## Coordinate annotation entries
___

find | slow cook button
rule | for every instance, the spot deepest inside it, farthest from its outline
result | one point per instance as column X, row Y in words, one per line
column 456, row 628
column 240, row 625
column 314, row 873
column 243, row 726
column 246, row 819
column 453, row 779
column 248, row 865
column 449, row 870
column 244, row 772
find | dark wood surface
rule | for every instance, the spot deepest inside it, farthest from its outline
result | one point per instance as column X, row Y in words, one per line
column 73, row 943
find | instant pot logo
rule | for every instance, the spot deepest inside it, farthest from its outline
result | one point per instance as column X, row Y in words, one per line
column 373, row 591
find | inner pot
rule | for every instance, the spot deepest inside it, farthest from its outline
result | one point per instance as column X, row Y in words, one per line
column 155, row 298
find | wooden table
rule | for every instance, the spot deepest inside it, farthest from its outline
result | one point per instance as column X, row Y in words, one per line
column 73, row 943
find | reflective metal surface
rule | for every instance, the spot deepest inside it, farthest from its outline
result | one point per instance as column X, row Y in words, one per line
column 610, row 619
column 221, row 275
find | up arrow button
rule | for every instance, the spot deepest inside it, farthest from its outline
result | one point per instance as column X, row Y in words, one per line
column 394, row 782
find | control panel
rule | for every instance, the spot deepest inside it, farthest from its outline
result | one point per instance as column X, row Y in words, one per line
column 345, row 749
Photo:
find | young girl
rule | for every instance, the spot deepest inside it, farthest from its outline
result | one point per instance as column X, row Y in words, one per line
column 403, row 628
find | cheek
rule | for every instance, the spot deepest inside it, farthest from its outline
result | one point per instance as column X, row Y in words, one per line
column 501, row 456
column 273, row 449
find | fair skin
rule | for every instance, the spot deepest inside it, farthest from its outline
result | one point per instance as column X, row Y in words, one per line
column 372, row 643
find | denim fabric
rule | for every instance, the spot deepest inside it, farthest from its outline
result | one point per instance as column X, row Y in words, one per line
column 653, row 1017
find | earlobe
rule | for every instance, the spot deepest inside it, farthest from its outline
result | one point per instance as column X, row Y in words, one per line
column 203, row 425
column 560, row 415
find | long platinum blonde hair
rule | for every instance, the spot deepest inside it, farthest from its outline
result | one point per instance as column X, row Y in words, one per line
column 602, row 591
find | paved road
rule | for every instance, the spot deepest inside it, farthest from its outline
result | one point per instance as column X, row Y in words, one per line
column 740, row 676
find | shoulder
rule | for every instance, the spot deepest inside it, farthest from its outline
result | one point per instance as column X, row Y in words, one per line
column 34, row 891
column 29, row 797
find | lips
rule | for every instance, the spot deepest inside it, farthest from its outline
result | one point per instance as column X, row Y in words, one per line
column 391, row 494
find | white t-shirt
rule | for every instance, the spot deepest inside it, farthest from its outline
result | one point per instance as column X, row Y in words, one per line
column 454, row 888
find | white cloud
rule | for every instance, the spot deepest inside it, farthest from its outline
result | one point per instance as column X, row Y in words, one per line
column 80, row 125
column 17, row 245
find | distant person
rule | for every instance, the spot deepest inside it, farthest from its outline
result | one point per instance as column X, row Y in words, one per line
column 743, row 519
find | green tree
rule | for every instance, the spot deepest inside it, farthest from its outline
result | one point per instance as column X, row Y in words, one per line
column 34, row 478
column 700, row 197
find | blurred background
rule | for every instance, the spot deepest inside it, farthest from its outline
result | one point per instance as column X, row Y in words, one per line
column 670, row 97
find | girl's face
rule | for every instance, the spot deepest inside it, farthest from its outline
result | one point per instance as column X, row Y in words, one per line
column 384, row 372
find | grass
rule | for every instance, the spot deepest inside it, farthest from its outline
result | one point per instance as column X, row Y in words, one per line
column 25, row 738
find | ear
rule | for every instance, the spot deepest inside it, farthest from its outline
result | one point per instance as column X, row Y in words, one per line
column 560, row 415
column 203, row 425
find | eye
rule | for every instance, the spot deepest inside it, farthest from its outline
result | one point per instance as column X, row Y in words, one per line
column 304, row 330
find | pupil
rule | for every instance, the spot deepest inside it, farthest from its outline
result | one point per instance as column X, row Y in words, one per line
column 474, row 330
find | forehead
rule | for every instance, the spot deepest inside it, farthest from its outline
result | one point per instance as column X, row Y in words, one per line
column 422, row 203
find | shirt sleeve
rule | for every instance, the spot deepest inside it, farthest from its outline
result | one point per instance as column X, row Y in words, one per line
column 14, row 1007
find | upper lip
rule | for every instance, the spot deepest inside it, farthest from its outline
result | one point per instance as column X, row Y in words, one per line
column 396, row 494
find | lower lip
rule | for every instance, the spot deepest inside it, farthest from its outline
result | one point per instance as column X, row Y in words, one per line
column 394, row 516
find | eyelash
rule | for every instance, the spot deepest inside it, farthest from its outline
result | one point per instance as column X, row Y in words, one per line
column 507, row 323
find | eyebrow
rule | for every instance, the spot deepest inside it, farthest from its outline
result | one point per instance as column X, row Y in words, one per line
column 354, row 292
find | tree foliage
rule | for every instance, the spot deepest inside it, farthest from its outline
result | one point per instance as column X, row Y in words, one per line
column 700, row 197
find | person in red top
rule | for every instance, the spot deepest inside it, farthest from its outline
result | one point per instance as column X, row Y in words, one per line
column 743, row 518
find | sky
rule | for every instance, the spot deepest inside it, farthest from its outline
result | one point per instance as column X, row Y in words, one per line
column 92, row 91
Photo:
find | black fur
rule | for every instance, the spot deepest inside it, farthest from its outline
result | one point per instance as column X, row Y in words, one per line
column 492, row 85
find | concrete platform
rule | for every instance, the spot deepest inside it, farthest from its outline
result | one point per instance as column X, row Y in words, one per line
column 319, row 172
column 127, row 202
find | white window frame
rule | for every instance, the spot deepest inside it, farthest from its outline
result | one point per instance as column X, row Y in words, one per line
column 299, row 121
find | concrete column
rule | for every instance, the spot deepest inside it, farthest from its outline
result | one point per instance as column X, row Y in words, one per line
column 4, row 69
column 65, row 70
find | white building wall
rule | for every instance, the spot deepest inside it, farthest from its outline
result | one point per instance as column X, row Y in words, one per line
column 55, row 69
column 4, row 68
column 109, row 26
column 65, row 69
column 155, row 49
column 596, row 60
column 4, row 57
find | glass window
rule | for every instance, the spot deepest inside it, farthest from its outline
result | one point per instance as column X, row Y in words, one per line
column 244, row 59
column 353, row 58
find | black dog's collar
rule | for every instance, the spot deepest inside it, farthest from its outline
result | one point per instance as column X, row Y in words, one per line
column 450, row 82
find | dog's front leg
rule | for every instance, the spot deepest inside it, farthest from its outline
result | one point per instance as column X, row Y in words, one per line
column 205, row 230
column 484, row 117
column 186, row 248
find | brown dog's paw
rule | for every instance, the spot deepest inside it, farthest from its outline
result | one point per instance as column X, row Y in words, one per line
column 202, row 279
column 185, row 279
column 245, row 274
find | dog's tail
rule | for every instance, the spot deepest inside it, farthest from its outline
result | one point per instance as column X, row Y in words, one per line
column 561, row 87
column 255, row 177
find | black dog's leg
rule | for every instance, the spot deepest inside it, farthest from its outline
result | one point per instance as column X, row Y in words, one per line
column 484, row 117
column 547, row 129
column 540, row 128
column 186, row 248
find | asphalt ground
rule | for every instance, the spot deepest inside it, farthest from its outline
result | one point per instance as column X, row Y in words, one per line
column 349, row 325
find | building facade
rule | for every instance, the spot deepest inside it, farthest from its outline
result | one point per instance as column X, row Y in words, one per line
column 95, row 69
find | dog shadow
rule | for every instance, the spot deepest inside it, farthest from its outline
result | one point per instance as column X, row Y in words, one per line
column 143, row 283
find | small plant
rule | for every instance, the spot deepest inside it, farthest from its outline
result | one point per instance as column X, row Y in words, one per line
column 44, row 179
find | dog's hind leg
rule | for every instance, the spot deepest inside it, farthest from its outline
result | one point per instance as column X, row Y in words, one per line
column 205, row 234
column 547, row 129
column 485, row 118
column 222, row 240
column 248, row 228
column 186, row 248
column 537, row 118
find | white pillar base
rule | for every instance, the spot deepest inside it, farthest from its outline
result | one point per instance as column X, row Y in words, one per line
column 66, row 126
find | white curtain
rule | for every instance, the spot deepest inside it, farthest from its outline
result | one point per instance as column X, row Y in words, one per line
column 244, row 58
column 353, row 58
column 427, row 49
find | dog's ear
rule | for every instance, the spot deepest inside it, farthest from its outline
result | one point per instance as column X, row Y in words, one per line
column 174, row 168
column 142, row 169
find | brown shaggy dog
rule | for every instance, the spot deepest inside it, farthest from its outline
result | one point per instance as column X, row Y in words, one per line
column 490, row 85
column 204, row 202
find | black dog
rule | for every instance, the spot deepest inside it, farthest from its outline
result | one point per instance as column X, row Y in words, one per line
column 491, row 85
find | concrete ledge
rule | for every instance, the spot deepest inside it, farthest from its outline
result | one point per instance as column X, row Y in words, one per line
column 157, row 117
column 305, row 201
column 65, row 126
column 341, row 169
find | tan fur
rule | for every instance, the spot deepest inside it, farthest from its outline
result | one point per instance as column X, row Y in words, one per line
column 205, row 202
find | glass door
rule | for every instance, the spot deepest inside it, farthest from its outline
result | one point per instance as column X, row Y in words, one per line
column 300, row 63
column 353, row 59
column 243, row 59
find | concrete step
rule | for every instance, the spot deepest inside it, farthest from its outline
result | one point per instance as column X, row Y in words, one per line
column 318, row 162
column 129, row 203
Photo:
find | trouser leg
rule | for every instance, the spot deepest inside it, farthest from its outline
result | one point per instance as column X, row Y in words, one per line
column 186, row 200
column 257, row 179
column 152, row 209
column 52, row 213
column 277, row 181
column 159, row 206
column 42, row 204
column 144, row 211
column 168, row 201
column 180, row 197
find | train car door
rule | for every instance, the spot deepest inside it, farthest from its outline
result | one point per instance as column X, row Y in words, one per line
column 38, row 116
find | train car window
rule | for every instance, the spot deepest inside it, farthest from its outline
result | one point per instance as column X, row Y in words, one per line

___

## THE REQUEST
Copy out the lines from the line containing "find | concrete ledge" to the end of the listing above, without alteration.

## FINAL RESULT
find | concrete ledge
rule | for every instance, the spot deepest inside it, farthest from its outline
result | one point per instance as column X, row Y in words, one per line
column 157, row 117
column 305, row 201
column 65, row 126
column 341, row 169
find | tan fur
rule | for every instance, the spot deepest inside it, farthest from its outline
result | one point per instance as column X, row Y in words, one per line
column 205, row 202
find | glass door
rule | for every instance, the spot deepest inside it, farthest from its outline
result | one point per instance as column X, row Y in words, one per line
column 300, row 63
column 353, row 59
column 243, row 59
find | concrete step
rule | for every instance, the spot deepest inside it, farthest from its outline
result | one point per instance as column X, row Y in words, one per line
column 318, row 162
column 129, row 203
Photo:
find | trouser leg
rule | for every instance, the spot deepest inside it, farthest from its outline
result | one point per instance as column X, row Y in words, one per line
column 186, row 200
column 257, row 179
column 152, row 209
column 52, row 213
column 277, row 181
column 159, row 206
column 42, row 204
column 144, row 211
column 168, row 201
column 180, row 197
find | train car door
rule | for every instance, the spot deepest inside it, farthest from its outline
result | one point per instance as column X, row Y in words, one per line
column 38, row 116
find | train car window
rule | for every instance, the spot deepest inside it, farthest from its outline
result | one point per instance as column X, row Y in words, one per line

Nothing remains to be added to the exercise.